ABOUT THIS TASK => Leave every picture out, and retype all the remaining records exactly.

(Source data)
┌──

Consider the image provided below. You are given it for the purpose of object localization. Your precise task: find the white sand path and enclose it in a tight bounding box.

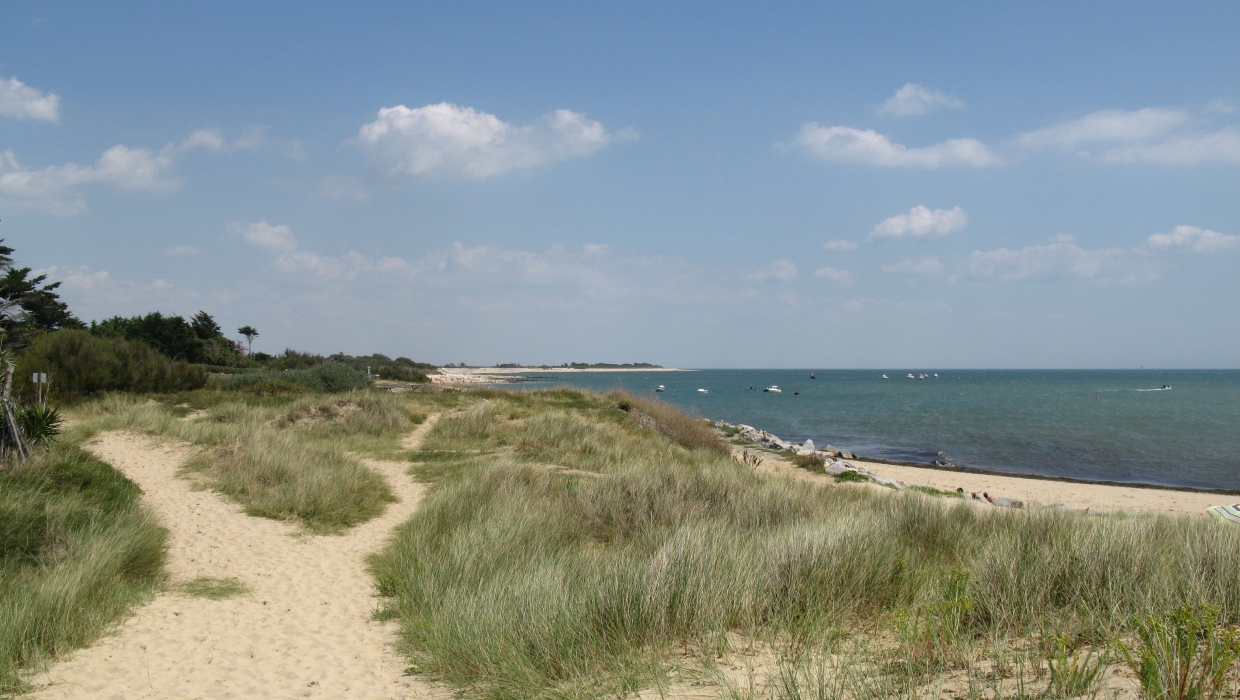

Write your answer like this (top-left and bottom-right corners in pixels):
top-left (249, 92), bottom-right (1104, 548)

top-left (27, 417), bottom-right (443, 700)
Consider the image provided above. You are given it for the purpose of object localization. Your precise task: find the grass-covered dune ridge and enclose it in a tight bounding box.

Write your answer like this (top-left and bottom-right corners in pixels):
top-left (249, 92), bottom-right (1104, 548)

top-left (372, 389), bottom-right (1240, 699)
top-left (69, 390), bottom-right (437, 532)
top-left (0, 444), bottom-right (166, 692)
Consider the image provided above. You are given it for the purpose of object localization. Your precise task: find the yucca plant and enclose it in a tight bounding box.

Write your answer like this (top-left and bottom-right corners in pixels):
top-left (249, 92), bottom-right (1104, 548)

top-left (19, 402), bottom-right (62, 445)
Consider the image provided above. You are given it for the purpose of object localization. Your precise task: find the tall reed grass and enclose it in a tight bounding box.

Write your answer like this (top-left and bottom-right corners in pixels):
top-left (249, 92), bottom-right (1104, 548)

top-left (372, 389), bottom-right (1240, 700)
top-left (0, 444), bottom-right (166, 692)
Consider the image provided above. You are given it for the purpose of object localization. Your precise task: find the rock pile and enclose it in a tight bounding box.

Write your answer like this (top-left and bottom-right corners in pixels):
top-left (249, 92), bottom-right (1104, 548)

top-left (716, 421), bottom-right (904, 490)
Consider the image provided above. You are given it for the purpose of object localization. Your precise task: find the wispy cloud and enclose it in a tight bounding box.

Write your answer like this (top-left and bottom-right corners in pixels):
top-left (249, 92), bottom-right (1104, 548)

top-left (963, 241), bottom-right (1157, 283)
top-left (796, 125), bottom-right (1001, 168)
top-left (0, 75), bottom-right (60, 122)
top-left (870, 205), bottom-right (968, 240)
top-left (1017, 108), bottom-right (1189, 149)
top-left (746, 259), bottom-right (798, 281)
top-left (1145, 225), bottom-right (1240, 253)
top-left (878, 84), bottom-right (965, 116)
top-left (882, 256), bottom-right (943, 275)
top-left (0, 131), bottom-right (250, 215)
top-left (166, 244), bottom-right (201, 257)
top-left (813, 266), bottom-right (853, 282)
top-left (823, 240), bottom-right (859, 251)
top-left (231, 221), bottom-right (297, 252)
top-left (1015, 108), bottom-right (1240, 165)
top-left (358, 102), bottom-right (634, 179)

└──

EXERCISE RESPONSE =>
Consider the image provided below. You are given it for the purpose of object localization. Your precise task: find the white sand path and enclose it in a tight bounding box.


Write your answer like this (top-left and bottom-right corners in pixels):
top-left (249, 92), bottom-right (1104, 548)

top-left (27, 417), bottom-right (443, 700)
Consider the image provided above. You are given it for the purpose of object localization. Your precise task: find the grass-covered dune ridge and enclose it in a tight bounding box.

Write your answer like this (top-left and bottom-right corners in pixels):
top-left (249, 92), bottom-right (1104, 548)

top-left (372, 389), bottom-right (1240, 699)
top-left (69, 390), bottom-right (437, 532)
top-left (0, 444), bottom-right (166, 692)
Consider the image provided above. You are given it for the purpose of object localization. Your precise task: find the yucca plant and enclose it in a tight bounding box.

Write your answer like this (top-left and bottom-right corners in pixels):
top-left (249, 92), bottom-right (1104, 548)

top-left (19, 402), bottom-right (62, 445)
Consider the image provided above. You are given it for the purpose of object localization. Your precise task: find the tall reed grass and enclose it in a tight bounding box.

Write your answer like this (top-left and bottom-right corners in pixels):
top-left (249, 92), bottom-right (1104, 548)

top-left (372, 389), bottom-right (1240, 700)
top-left (0, 444), bottom-right (166, 692)
Consider the image provided above. You are given it for the purpose of object localization. Your precise task: find the rock pile and enclose it in a tight bounding box.

Write your answer like this (top-left and bottom-right corners in pixels):
top-left (249, 92), bottom-right (1104, 548)

top-left (716, 421), bottom-right (904, 490)
Consider the image provided above. You are given it for the purpose of object localization. Your precise task: find the wispy cloud and enclose it in a tight bounding box.

Write your answer like this (top-left and bottom-right corners in pixels):
top-left (249, 92), bottom-right (1104, 548)

top-left (963, 241), bottom-right (1157, 283)
top-left (796, 125), bottom-right (1001, 168)
top-left (0, 75), bottom-right (60, 122)
top-left (870, 205), bottom-right (968, 240)
top-left (1017, 108), bottom-right (1189, 149)
top-left (746, 259), bottom-right (798, 281)
top-left (1145, 225), bottom-right (1240, 253)
top-left (878, 84), bottom-right (965, 116)
top-left (882, 256), bottom-right (943, 275)
top-left (0, 131), bottom-right (250, 215)
top-left (166, 244), bottom-right (201, 257)
top-left (813, 266), bottom-right (853, 282)
top-left (823, 240), bottom-right (859, 251)
top-left (231, 221), bottom-right (297, 252)
top-left (1015, 108), bottom-right (1240, 165)
top-left (358, 102), bottom-right (634, 179)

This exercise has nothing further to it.